### Prompt
In your copy, set down the entries exactly and exclude the pictures.

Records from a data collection
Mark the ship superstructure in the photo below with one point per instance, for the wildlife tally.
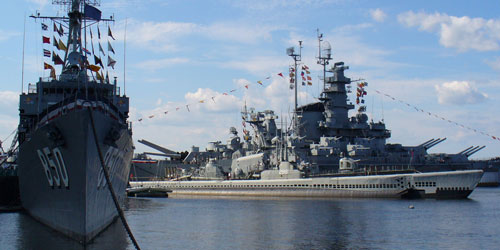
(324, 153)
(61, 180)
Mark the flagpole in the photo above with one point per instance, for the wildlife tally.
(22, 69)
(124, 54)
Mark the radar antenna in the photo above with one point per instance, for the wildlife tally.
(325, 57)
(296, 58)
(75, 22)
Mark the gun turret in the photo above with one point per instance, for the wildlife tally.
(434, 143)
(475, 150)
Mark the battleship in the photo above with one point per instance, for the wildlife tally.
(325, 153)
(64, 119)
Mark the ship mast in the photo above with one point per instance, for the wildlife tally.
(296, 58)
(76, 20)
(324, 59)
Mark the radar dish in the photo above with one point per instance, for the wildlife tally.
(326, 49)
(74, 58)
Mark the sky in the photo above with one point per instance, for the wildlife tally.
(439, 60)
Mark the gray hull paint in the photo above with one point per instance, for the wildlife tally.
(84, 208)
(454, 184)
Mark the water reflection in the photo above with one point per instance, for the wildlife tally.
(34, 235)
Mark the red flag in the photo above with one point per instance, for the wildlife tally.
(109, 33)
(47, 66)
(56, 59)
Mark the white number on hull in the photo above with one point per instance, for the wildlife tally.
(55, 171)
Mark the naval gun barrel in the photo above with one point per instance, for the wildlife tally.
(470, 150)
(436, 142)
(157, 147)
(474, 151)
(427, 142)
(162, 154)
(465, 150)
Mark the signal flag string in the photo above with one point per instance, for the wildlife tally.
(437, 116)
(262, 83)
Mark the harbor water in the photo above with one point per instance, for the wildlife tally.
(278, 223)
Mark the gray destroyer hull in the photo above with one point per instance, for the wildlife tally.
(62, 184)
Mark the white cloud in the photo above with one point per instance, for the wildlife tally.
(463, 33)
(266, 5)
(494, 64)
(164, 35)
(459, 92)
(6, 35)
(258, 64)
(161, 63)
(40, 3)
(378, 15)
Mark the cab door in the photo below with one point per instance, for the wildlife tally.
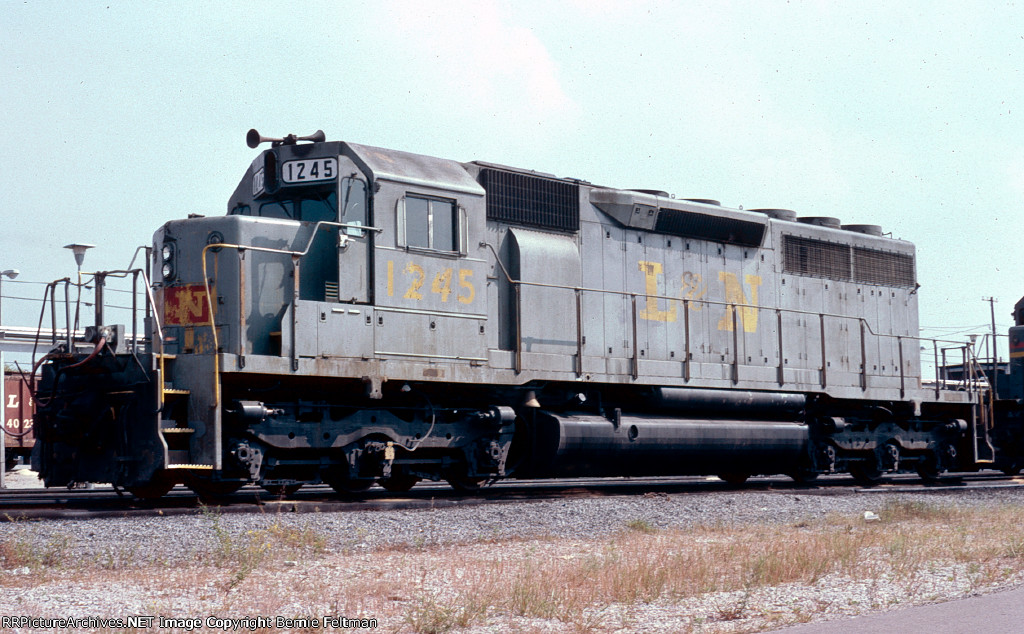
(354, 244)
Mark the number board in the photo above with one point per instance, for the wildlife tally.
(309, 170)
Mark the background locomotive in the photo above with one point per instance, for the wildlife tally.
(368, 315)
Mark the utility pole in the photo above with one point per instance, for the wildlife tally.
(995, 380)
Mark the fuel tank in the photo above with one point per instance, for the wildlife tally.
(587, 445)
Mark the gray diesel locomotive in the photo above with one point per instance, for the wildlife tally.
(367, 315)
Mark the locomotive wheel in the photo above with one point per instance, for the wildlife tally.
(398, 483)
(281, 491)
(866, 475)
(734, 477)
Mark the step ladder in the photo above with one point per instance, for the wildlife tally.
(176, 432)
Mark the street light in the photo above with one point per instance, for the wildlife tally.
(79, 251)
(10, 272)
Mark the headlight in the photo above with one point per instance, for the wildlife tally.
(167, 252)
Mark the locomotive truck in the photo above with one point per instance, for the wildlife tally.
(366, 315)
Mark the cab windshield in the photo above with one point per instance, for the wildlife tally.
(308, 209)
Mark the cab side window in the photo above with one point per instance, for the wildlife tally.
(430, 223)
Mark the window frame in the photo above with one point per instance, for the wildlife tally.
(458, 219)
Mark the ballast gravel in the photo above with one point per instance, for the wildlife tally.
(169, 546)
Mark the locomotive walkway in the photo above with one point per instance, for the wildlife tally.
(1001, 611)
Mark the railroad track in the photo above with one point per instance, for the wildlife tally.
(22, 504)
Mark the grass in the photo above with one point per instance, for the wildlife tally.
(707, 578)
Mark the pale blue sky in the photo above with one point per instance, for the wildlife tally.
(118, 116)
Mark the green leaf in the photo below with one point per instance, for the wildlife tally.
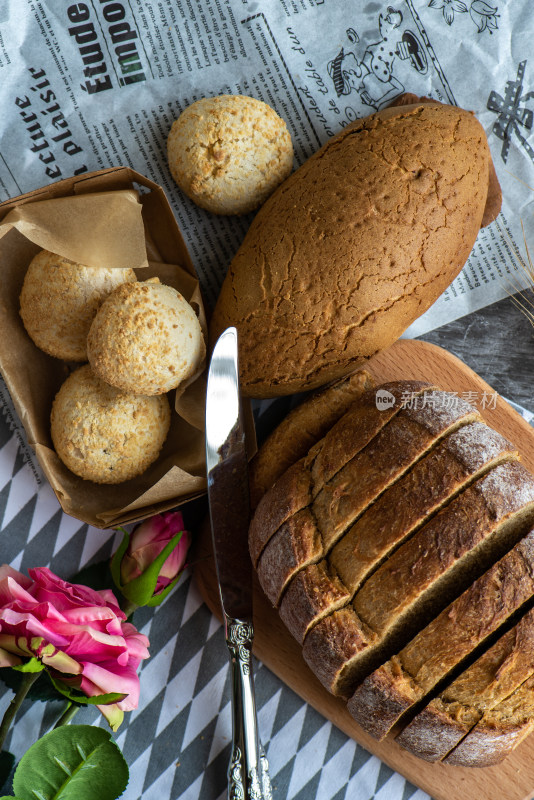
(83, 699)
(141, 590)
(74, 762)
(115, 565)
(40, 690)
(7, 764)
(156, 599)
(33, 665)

### Reply to the exercise
Mark the ship superstructure in the photo below with one point per instance, for the wildlife tally.
(324, 153)
(61, 180)
Mark the flagpole in the photo above with one point per instance, for the wildlife tally.
(22, 69)
(124, 54)
Mark the radar antenna in the photo above with one point per instance, for the wildlife tally.
(325, 57)
(296, 58)
(75, 22)
Mark the gun turret in the photo above with one point per instance, for the wildlife tally.
(434, 143)
(475, 150)
Mark the battleship in the photo above with one point per instance, for the wildlife tally.
(325, 153)
(64, 119)
Mark the ship mast in the photo above with one point per instance, for the wildlife tally.
(296, 58)
(76, 20)
(324, 59)
Mark the radar dish in the photo above with one point per instance, for the wildlife tally.
(326, 49)
(74, 58)
Mark the sky in the photo above with one point per instance, for the wildlife tally.
(439, 60)
Mark the gray hull paint in the photo above with one point per instance, for the wildlife tally.
(84, 208)
(454, 184)
Mark the water reflection in the photo above with one point per instance, for the wildlife tally.
(34, 235)
Mark the red flag in the photo above with one point per instance, for the wildlife tally.
(109, 33)
(47, 66)
(56, 59)
Mark the white number on hull in the photo above with one point per instance, for the wildlife tally.
(55, 171)
Mark the naval gun barrel in the photo above with one point per instance, for the wildlife tally.
(470, 150)
(436, 142)
(157, 147)
(474, 151)
(427, 142)
(162, 154)
(465, 150)
Mark the signal flag string in the photo above with one point per instance, for the wildlife tally.
(437, 116)
(262, 83)
Mark the harbor water in the photo above with one point per instance, for the wildlife tally.
(278, 223)
Mark the gray destroyer hull in the photo above with one point per instance, for the wildlife tally.
(62, 184)
Mark the white cloud in the photo above with one point per instance, for the wildlife tally.
(463, 33)
(266, 5)
(494, 64)
(164, 35)
(459, 92)
(6, 35)
(258, 64)
(161, 63)
(40, 3)
(378, 15)
Mark the cab door in the photo below with one point per instance, for the wildlife tally.
(354, 244)
Mark the number board in the photo above with one point per instance, for the wildlife tally.
(309, 170)
Mark the background locomotive in the photo above with one point per instance, for the wildlife tally.
(368, 315)
Mark the utility pole in the photo above with one point per instance, for the wildlife tally.
(995, 380)
Mark the fuel tank in the photo above with one point per instance, for the wildlife tally.
(587, 445)
Mark the gray diesel locomotive in the photo above with one point per instance, for the wildlife tally.
(367, 315)
Mark the locomotive wheel in the photo above with one point per instance, for the wildlife tally.
(398, 483)
(281, 491)
(866, 475)
(734, 477)
Mark the step ladder in the photo above with one point per instance, for the wildlife tally.
(176, 432)
Mark the street light in the photo above with one point per instance, for the wildlife tally.
(79, 251)
(10, 272)
Mark the headlight in the photo above with one point per instance, for the wildlife tally.
(167, 252)
Mark the locomotive truck in the photo above with one point per instance, for the wildlife tally.
(366, 315)
Mark the cab windshield in the photo above with one point per instance, for the wildlife tally.
(308, 209)
Mark the cab side window in the photo above with one point per instance, for the wildlife tally.
(430, 223)
Mark the window frame in the photo above with one point per instance, for the wildlife tally.
(458, 219)
Mark the ballast gravel in the photo above with one point per instance, for the wildlife tally.
(169, 546)
Mark the locomotive walkway in the photo above with one point per instance, for the wildlife tally.
(1001, 611)
Mark the railroad track in the photo above with one point per instance, for the wildlife tally.
(22, 504)
Mark the grass in the photo above with one point per instance, for the wildlife tally.
(707, 578)
Mark the pale blue sky in the photo above with one point per instance, for the wildlife tally.
(118, 116)
Mark the green leaf in the photo below with one point per instance, for the wildlife tally.
(83, 699)
(141, 590)
(74, 762)
(115, 565)
(40, 690)
(7, 764)
(156, 599)
(33, 665)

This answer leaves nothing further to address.